Brief. Each line below must be reproduced exactly, though the pictures are to be dropped.
——
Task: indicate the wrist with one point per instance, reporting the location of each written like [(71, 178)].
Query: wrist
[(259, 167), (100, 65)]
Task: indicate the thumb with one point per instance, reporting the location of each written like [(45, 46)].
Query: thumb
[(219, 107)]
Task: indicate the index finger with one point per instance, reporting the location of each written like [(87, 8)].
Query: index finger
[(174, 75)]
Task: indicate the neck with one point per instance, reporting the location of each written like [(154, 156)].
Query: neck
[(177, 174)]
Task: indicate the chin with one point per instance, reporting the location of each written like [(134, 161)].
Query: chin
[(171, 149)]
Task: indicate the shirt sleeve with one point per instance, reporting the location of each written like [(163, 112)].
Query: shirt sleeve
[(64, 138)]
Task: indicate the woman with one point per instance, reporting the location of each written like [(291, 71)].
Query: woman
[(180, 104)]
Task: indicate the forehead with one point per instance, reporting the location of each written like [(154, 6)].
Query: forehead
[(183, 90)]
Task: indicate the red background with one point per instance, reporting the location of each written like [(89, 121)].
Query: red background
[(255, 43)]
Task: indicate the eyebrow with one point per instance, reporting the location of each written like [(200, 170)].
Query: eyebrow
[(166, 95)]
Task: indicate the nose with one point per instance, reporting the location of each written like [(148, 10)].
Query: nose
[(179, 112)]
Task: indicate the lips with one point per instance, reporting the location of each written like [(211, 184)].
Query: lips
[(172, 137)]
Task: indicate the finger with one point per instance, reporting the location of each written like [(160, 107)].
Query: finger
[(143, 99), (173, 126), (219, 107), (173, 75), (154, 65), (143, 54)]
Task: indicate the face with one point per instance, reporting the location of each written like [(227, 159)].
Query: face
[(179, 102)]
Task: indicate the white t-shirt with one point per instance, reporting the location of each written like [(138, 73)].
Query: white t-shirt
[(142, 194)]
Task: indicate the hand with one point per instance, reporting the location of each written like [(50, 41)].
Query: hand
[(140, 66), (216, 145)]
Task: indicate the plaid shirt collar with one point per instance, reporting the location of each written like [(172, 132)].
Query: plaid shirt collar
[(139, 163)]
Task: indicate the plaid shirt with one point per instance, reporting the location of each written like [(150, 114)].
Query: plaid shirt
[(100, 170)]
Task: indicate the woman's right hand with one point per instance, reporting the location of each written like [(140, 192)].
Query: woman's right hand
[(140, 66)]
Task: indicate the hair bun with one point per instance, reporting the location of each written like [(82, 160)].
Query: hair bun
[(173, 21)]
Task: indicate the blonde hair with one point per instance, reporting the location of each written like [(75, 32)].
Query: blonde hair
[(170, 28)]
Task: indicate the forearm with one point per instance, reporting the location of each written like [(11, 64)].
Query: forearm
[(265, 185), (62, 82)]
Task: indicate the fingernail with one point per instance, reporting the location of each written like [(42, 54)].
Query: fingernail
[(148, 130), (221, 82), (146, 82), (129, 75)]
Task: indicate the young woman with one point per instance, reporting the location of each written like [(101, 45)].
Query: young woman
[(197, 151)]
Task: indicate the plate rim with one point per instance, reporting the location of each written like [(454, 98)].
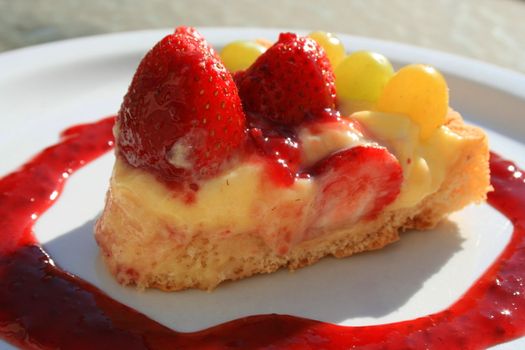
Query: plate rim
[(501, 78)]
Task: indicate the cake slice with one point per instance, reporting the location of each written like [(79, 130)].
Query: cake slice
[(219, 176)]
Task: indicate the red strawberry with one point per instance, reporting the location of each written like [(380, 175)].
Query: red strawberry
[(182, 117), (356, 183), (190, 31), (291, 81)]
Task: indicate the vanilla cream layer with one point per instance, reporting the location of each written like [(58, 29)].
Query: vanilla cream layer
[(243, 201)]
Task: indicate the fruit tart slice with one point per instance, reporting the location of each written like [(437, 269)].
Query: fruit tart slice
[(220, 175)]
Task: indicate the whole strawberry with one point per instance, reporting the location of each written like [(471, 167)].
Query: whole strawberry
[(182, 117), (290, 82)]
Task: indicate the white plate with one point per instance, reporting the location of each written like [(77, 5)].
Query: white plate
[(46, 88)]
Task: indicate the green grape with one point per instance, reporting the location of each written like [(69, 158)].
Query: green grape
[(362, 76), (239, 55), (335, 51)]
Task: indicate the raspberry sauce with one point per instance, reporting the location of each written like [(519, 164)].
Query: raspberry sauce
[(43, 306)]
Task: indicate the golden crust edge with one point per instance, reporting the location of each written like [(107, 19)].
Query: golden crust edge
[(205, 263)]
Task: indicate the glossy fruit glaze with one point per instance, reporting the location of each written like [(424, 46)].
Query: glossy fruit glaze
[(42, 306)]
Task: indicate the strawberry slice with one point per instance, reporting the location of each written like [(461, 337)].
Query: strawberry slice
[(356, 183), (290, 82), (181, 118)]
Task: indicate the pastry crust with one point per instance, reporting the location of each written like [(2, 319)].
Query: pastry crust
[(138, 256)]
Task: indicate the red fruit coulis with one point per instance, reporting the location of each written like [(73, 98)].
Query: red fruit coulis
[(43, 306)]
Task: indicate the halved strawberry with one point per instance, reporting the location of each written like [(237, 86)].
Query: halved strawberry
[(182, 117), (290, 82), (356, 183)]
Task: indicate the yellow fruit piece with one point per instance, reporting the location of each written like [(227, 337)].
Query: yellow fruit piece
[(334, 48), (362, 75), (239, 55), (420, 92)]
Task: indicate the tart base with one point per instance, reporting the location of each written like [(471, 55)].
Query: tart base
[(138, 256)]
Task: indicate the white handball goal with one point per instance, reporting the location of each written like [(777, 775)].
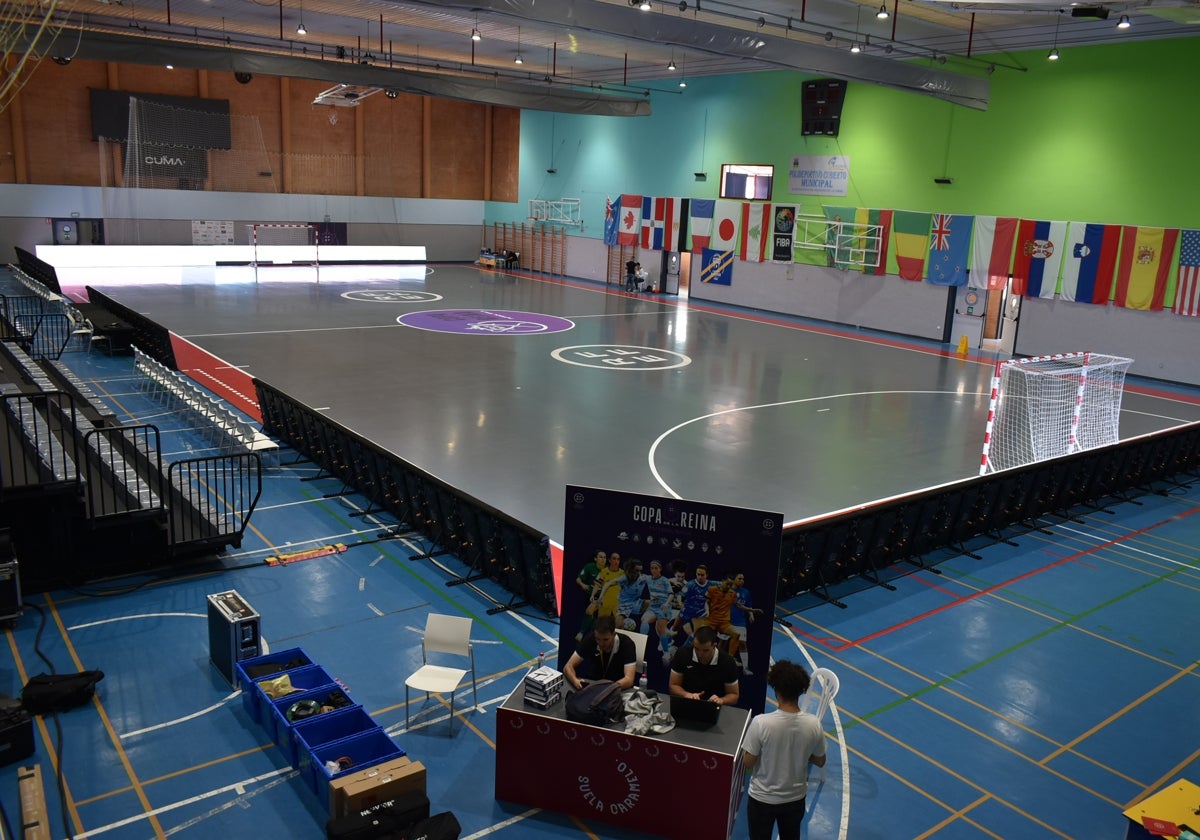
——
Task response.
Task: indicate the wrist with one point per instance, reporting the location of each written like [(71, 178)].
Query: wrist
[(259, 167), (100, 65)]
Task: indicate the thumb with one point per instance, reporting the location of each written like [(45, 46)].
Query: thumb
[(219, 107)]
Task: indicate the index finger with one point per instance, reporting the location of each written like [(87, 8)].
Query: index finger
[(174, 75)]
Task: indicate the neck with one point per instance, reporting the location of each written like [(154, 156)].
Query: neck
[(177, 174)]
Task: indicate the chin with one point per instance, reporting the location of each written like [(134, 161)].
Query: chin
[(171, 149)]
Task: indicate the shirt sleeve with one point per instance, reporting the location of each written like [(163, 112)].
Query: shirt sleeve
[(64, 138)]
Task: indicate the woman with one point per instance, reporting the location of each written like [(291, 71)].
Query: woman
[(180, 104)]
Task: indicate the forehead with one point per instance, reporting the location of each written like [(154, 6)].
Query: forehead
[(183, 90)]
Task: indicate the red background with one point per instance, reporting the location of each written like [(89, 121)].
Query: red background
[(255, 43)]
Task: indicate the eyebrow with one point per instance, reporting the location of each written like [(200, 170)].
Query: eyebrow
[(166, 95)]
Task: indicate the nose with one point per instance, reporting the location of each written like [(148, 10)].
Query: nose
[(179, 112)]
Task: indicate the lips with one point per instance, reporting the location of each written like [(211, 184)].
Query: lips
[(172, 137)]
Task: indicate the finger with one point per instance, reporting the location of each written like [(160, 107)].
Query: finger
[(143, 99), (173, 126), (219, 107), (173, 75), (154, 65), (143, 54)]
Task: indicate the face with one point per instance, reporting the location of each written like [(227, 159)].
Query: face
[(179, 102)]
Task: indicate the white t-shirt with one point per instance, reporting the location of each written like [(138, 73)].
Query: white t-shirt
[(142, 194)]
Task: indicate the hand with one point per instance, reporting the location of each written like [(50, 41)].
Query: hand
[(140, 66), (216, 145)]
Task: indicate the plaid shirt collar with one point per instance, reporting the location of each written like [(172, 132)].
Query: plaid shirt collar
[(139, 163)]
Task: indicate the plaid shirt with one point per instance, reporting the location of each written like [(150, 114)].
Query: plaid shirt
[(100, 170)]
Task: indicate the woman's right hand with one point per instance, reporting the location of each written like [(140, 192)].
Query: woman's right hand
[(140, 66)]
Task: indicate the hair bun with one point per instance, reporting the location of each written like [(82, 160)].
Query: hair bun
[(173, 21)]
Task: indicate the blonde hair with one point per instance, reporting the location of each written like [(75, 32)].
Query: blonde hair
[(170, 28)]
Task: indicate the forearm with one point per instance, reporting the location of each written like [(11, 64)].
Query: forearm
[(265, 185), (62, 82)]
Task: indicate the fingernail with one point per instance, reporting the location of each written like [(42, 54)].
Query: fingernail
[(148, 130), (221, 82), (146, 82), (129, 75)]
Task: indicate the young woman with one point per instance, reporting the location of each written like [(101, 45)].
Query: young woman
[(197, 151)]
Task: indicate the plate rim with one point per instance, reporting the location of each written like [(454, 98)].
Query: plate rim
[(501, 78)]
Task: indicate the cake slice with one point per instance, reporting the location of each written like [(79, 130)].
Query: cake slice
[(219, 176)]
Task: indicate the red strawberry with one point per instance, reporting the location of each written like [(380, 175)].
Query: red strawberry
[(182, 117), (356, 183), (190, 31), (291, 81)]
Task: indicate the vanilla cream layer with one point per instance, reporting the location of each written like [(58, 29)].
Query: vanilla cream layer
[(243, 201)]
Task: indicate the fruit tart slice with one point per instance, reporting the location of each written like [(437, 269)].
Query: fruit tart slice
[(220, 175)]
Task: indicate the whole strawberry with one point per instance, reporting the location of each written like [(471, 167)].
Query: whole strawberry
[(182, 117), (290, 82)]
Task: indicate the white plate with one point per instance, reporting the location of each written like [(77, 5)].
Query: white plate
[(46, 88)]
Task: indicate the green grape with one point per instance, reporting the location of each written like [(69, 158)].
Query: green grape
[(362, 76), (239, 55), (335, 51)]
Task: indicate the raspberry sauce with one point per instance, reporting the location of each written like [(519, 164)].
Query: raspberry sauce
[(43, 306)]
Task: indicate the golden crust edge with one point per instance, reporting the location of each written like [(107, 19)].
Query: golden crust edge
[(205, 263)]
Task: indicate the glossy fruit glaze with one point per instance, reporting the location of each written like [(424, 46)].
Query: glossy fruit glaze
[(42, 306)]
Task: indicate the strawberry slice with one point per instance, reporting the location of each written like [(461, 337)].
Query: strawberry slice
[(356, 183), (290, 82), (181, 118)]
Task: indicate the pastry crust with one point per instance, reporting the location of each written like [(2, 319)].
Query: pastry crust
[(138, 256)]
Task: indicate the red fruit coulis with one point per instance, reporting the location of each written like [(73, 98)].
Query: red fruit coulis
[(43, 306)]
Task: indicate the halved strawberry with one point per instance, reporting the location of each written like [(237, 86)].
Query: halved strawberry
[(182, 117), (290, 82), (356, 183)]
Task: indicate the yellow fruit piece with one point per instance, reporting the location of each written like [(227, 337)].
Query: yellow fruit piece
[(334, 48), (362, 75), (239, 55), (420, 92)]
Task: indicate the tart base with one point per instance, reporting the location of each written like [(471, 55)].
Query: tart base
[(138, 256)]
Task: indicate the white handball goal with one point per instance, reporting the location of each written like [(777, 775)].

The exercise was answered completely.